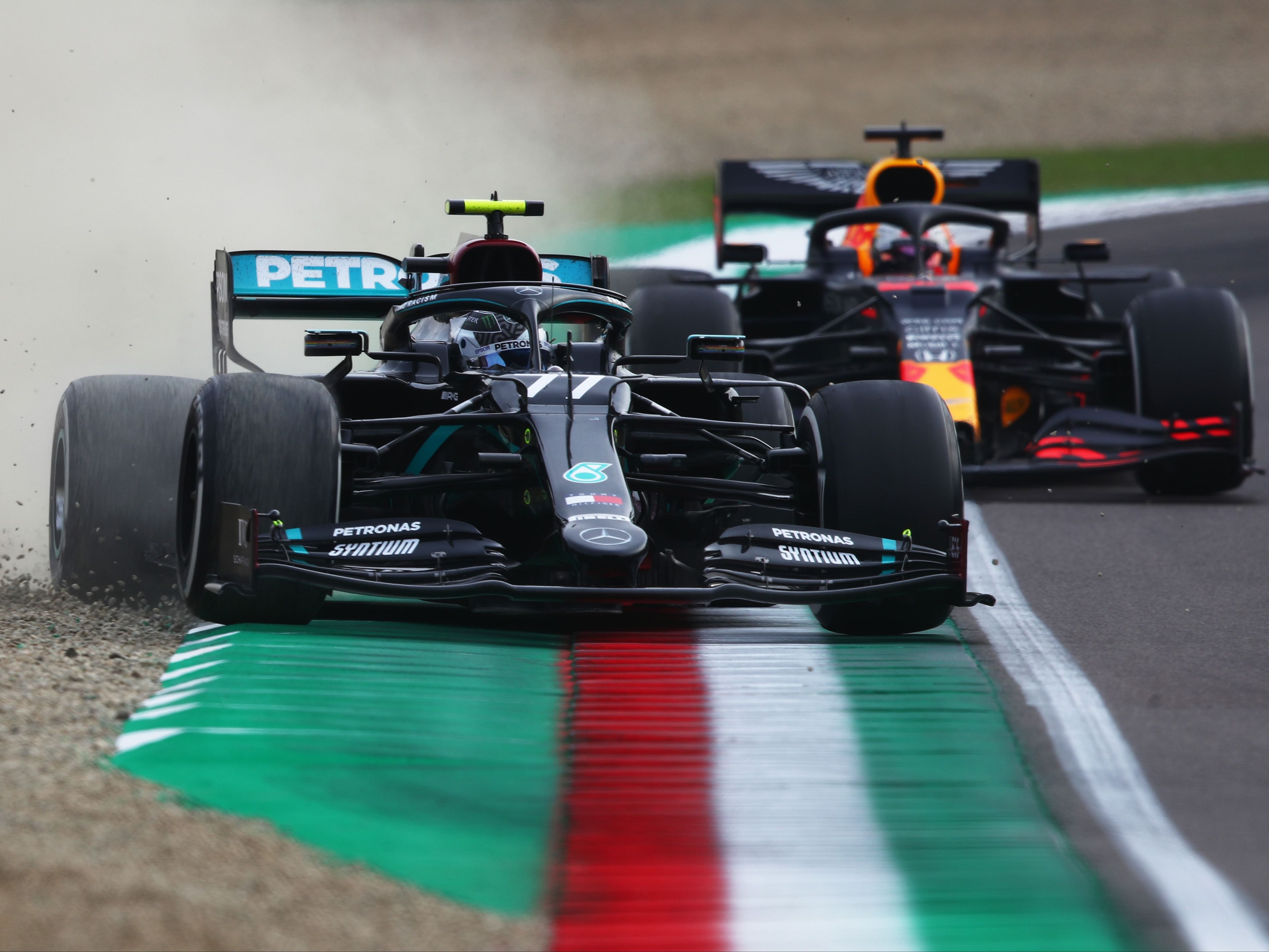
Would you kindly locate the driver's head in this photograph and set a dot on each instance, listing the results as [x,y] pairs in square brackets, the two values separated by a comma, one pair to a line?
[895,253]
[490,342]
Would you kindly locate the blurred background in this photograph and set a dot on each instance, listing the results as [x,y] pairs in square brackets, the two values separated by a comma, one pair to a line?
[139,138]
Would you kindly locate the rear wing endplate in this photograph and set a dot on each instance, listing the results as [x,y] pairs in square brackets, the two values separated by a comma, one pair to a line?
[327,285]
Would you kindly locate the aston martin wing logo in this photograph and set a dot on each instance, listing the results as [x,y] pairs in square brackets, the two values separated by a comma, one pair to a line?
[838,176]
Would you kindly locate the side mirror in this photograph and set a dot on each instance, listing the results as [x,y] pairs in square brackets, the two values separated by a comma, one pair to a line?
[743,254]
[716,347]
[337,343]
[426,266]
[1085,252]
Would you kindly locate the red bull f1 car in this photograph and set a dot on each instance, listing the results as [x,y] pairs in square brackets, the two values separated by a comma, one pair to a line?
[929,272]
[508,451]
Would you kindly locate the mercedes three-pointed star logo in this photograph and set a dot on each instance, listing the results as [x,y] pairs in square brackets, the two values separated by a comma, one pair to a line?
[605,536]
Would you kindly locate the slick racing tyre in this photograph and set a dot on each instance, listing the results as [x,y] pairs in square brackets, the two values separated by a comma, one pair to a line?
[890,462]
[266,442]
[112,515]
[627,281]
[1115,297]
[667,315]
[1192,358]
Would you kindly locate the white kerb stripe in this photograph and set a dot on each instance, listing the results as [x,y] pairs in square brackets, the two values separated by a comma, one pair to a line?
[197,652]
[1208,911]
[805,861]
[587,384]
[541,384]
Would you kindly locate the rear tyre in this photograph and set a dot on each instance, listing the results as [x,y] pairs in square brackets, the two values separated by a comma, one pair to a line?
[1192,358]
[112,515]
[889,462]
[627,281]
[266,442]
[1113,299]
[667,315]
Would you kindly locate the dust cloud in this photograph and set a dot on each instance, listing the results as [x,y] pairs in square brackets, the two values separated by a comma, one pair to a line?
[139,138]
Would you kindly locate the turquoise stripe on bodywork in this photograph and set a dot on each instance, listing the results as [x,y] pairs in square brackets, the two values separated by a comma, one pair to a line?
[891,545]
[429,448]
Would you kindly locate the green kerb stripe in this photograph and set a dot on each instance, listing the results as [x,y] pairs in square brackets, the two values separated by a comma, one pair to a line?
[985,866]
[426,752]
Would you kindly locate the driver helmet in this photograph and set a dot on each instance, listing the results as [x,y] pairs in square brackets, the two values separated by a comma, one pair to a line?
[895,252]
[491,342]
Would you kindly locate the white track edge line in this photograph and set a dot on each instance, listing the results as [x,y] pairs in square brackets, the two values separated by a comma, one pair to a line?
[804,856]
[1207,908]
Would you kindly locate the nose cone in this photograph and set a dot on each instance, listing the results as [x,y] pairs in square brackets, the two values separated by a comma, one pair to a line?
[606,539]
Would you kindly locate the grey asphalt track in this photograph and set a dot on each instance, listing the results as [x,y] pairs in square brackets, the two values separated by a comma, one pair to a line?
[1163,602]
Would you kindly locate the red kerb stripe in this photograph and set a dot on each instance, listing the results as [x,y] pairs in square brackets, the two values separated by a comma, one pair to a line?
[640,867]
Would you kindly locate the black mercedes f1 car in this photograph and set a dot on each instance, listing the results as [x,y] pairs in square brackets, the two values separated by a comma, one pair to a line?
[509,451]
[929,271]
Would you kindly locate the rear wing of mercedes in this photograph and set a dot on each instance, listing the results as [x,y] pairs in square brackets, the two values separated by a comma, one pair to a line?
[328,285]
[808,188]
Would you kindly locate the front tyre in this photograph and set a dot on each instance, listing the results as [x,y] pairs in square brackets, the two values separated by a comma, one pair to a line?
[889,462]
[266,442]
[112,518]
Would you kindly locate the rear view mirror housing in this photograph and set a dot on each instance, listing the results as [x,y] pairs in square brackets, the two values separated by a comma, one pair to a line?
[716,347]
[337,343]
[743,254]
[1089,251]
[438,264]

*INSTRUCTIONS TO FOLLOW*
Give the data again exactly as written, with all pictures left out.

*WRITTEN ANSWER*
Would you kindly locate the driver's head in this photograph and set a dot on each instance, listing the results as [x,y] pairs in square brackets, the two values separated by a comma, one pair to a line?
[895,253]
[490,342]
Would you kindly locate the blurred background in this photograph and set a dot on each instance, listing the results as [x,y] pairs in square brackets, the two values separated by a comma, one pair to a line?
[139,138]
Would you kindly locate the rear wing endplate in this photograph and set a dot on each instance, listing the results as [x,y] pairs in square brackets, the two values separated by a comma, one pair to a line?
[327,285]
Would you kindly locate the aston martin wing logo in this photograph and set a dot on each instance, listing the results as [x,y] pairs in square brackets, the two values separated by a comma, one pair to a line?
[838,176]
Would you kindly locate the side mirror in this photograph and set a dot on each instance, listing the results as [x,y] pairs in square brackets, the two values separated by a comma, one pair to a line?
[743,254]
[716,347]
[337,343]
[426,266]
[1085,252]
Would you kindly locate the red bull f1 car in this photograph and set a dot on each instance, listing the results as [x,y] pairs in square brackets, the two values separated by a comma, one pair to a line?
[929,272]
[508,451]
Would you kindly locate the mercedes three-pointed star logo in this photograph and set a dot on each instance, listing the results as [x,y] pairs in square brackets, the two values separated by a comma, one pair to a line?
[605,536]
Would you kindly locate the slick racing tyre in this photograph and set a dot on each instance, listing the results as [x,y] pairs in square brackets, the two values separated by a comma, one pair to a line?
[890,462]
[266,442]
[112,515]
[627,281]
[1115,297]
[667,315]
[1192,358]
Would you kindly locate the white kerb stripe in this photograph and set a dot on each instance, listing the results as [x,y] pairs in square brackets, the two values separated by a comma, one pair to a line?
[197,652]
[1208,911]
[805,861]
[587,384]
[541,384]
Would you kindly locate the rear tyre in this photograph and set a dot on each instance, listing the results as [x,y] pairs in square brackets, the two values separated by a comma, one pair to a line?
[1192,358]
[112,515]
[889,462]
[627,281]
[266,442]
[1113,299]
[667,315]
Would you kindly locate the dust cloud in this photograph and set a dot on each instance, listing the results as [x,y] pairs in square brackets, the two values separated by a comma, one pair to a line?
[139,138]
Would you kindly locate the turquoise stripe on bodywork in this photograph and set a dot on each instance, listing the results as [x,y] pairs in square brackets, the two values separated by a comma, one pair to a line?
[891,545]
[429,448]
Would you kindly locate the green kerb stripe in this photograph and set a dot on each instance, listing the results as [x,y] pairs in square brackets, the two values separated by a comma, one pair to a line?
[985,866]
[426,752]
Would you kindly locate the driver helmet in this photograph and set a dot on each instance, listing the results as [x,y] pairs in square brackets, the two values separated by a comma, one pair to a line?
[895,252]
[491,342]
Would you kindly locate the white track edge line in this photograph and set a dot on each instance, listing the results as [x,y] pairs in square brackets, the two values separated by a comma, one pair to a line?
[804,856]
[1207,908]
Would you kindly locate the nose cone in this photograph and set a dot on each instance, listing the results as [x,y] pairs in square brackets, the two values separated by a comma, one pair to a line?
[606,539]
Would you kindly locate the grey asphalt track in this photograph and set a dot on each instance, listing the results as [x,y] pairs in square brackets, the two values separated by a comma, one pair to a line?
[1163,602]
Would you kindly locate the red kerb stripe in this photograph and set a dot on each instance, listing the results as [x,y] pairs in square brackets, the two values separated by a comma, one pair to a line?
[640,867]
Would you kindly locate the black mercedes f1 car in this photograph and set a dot on each instance, listing the results as [x,y] pairs in square brackets, the two values separated by a comma, one pair to a line?
[509,451]
[929,271]
Would you kindly locate the rear wing of mercedes in this photograph and set a dot on each instance, listing the results as [x,y] pairs in square brackets, the two values separated by a comma, one pair to a line?
[328,285]
[808,188]
Would you kindly locate the front tyre in this photograph and set a dot on each instance, listing the results as [x,y] pairs in square brackets, the two values separated by a comma, one pair to a line?
[889,462]
[266,442]
[112,518]
Would you kindly locate the rear view mirror housing in this photograph and set a dot on each instance, listing the results as [x,y] pairs in square brackets, the two values separated by a comma, one pair to a line?
[716,347]
[337,343]
[743,254]
[1089,251]
[438,264]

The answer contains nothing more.